*** Opening INFORMATION SHOWN ***
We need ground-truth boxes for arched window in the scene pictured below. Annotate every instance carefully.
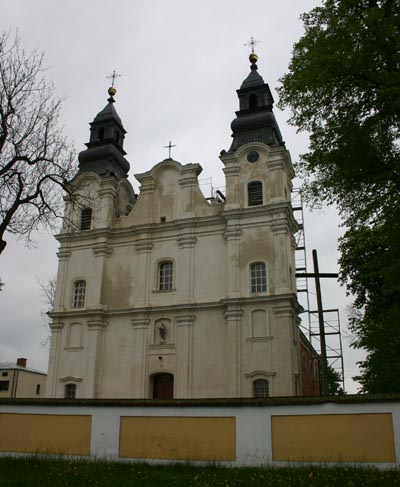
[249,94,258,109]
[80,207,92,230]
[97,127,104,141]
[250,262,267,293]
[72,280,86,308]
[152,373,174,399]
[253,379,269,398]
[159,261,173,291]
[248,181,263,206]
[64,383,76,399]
*** Closing INFORMATION SHOWN ***
(AIM OF THE TASK)
Retype each entry precisely. Skip images entirely.

(TASK RESPONSE)
We need ground-truth boxes for arched window in the scene pictured below. Annotate every instance carefully.
[249,94,258,109]
[80,207,92,230]
[97,127,104,141]
[250,262,267,293]
[72,280,86,308]
[152,373,174,399]
[253,379,269,398]
[159,261,173,291]
[248,181,263,206]
[64,383,76,399]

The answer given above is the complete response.